(Supplied text)
[start]

StainlessSteel said:


> Well. I just got an email from DX.
> 
> 
> 
> ...


i need to email them and see if i get a different response. i ordered mine too on the 1st of december.


----------



## mikeeey (Dec 3, 2007)

whoa i just realized that ALL of their UltraFire Lasers are backordered, not just the 90mW.


----------



## mikeeey (Dec 4, 2007)

good news, DX instantly replied to me, here is what they said:

Hi Mike, 
Approximate one to two weeks for the back order and as soon as we have the item, we will ship it out. 

Regards, 
kathy


----------



## Yobresal (Dec 5, 2007)

That is good to know, I guess well have to just keep waiting it out a bit longer.


----------



## mikeeey (Jan 6, 2008)

Yobresal said:


> That is good to know, I guess well have to just keep waiting it out a bit longer.

[end]

(What to work on)
A: In the laser backorder thread, how long did DX tell Mike the backorder would take?
B: Continue the laser backorder thread from its last line.
The listing isn't needed for anything here.

(Given data)
[start]

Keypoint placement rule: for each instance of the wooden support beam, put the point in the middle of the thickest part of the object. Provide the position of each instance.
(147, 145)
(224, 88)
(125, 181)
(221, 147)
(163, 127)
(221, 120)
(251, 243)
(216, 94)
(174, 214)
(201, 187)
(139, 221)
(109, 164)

[end]

(Final results)
A: Approximately one to two weeks.

B:
mine is comming this week, however im afraid its going to be a rip off. look at this thread:
http://www.dealextreme.com/forums/Forums.dx/Forum.0~threadid.44197

2 people so far have recieved theirs and it wasnt really the 90mW model.
i really hope it's just a coincidence tho.


----------



## byron8 (Jan 9, 2008)

I just received 2 I ordered last November. They are 90mw and super bright. I also have the true 50mw and this is substantially brighter than that. They even include a cr123 battery which has to go in positive side down, to cap.


----------



## ez78 (Jan 9, 2008)

byron8, are you able to burn anything with these lasers?


----------



## nanoWatt (Jan 9, 2008)

I've heard of burning black electric tape with a 30mW.

Now I'm wondering how bright a 500mW greenie would be. Knowing me, I wouldn't be satisfied with much lower since I need it for research and long-range alignment. Now I just have to wait for my adjustable output custom one.

Well, I also wanted one I can be sure would light fireworks from some distance and be able to start a barbecue grill. With goggles of course.



ez78 said:


> byron8, are you able to burn anything with these lasers?


----------



## byron8 (Jan 9, 2008)

ez78 said:


> byron8, are you able to burn anything with these lasers?



I will do burn test when I get home today. I will let you know.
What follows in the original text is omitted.